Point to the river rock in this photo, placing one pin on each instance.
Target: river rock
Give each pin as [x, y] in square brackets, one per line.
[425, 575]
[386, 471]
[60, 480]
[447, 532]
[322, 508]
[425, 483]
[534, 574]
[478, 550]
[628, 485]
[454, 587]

--- Exercise description ---
Render the lines above as a Markdown table with two columns, Row and Line, numbering each row and skipping any blank lines.

--- Result below ---
| Row | Line |
|---|---|
| 1 | Point to the river rock in this photo, placing one pin on each instance. |
| 2 | Target: river rock |
| 3 | Give each pin as [x, y] in square brackets, one per line. |
| 4 | [425, 575] |
| 5 | [386, 471] |
| 6 | [60, 480] |
| 7 | [447, 532] |
| 8 | [322, 508] |
| 9 | [425, 483] |
| 10 | [534, 574] |
| 11 | [478, 550] |
| 12 | [628, 485] |
| 13 | [454, 587] |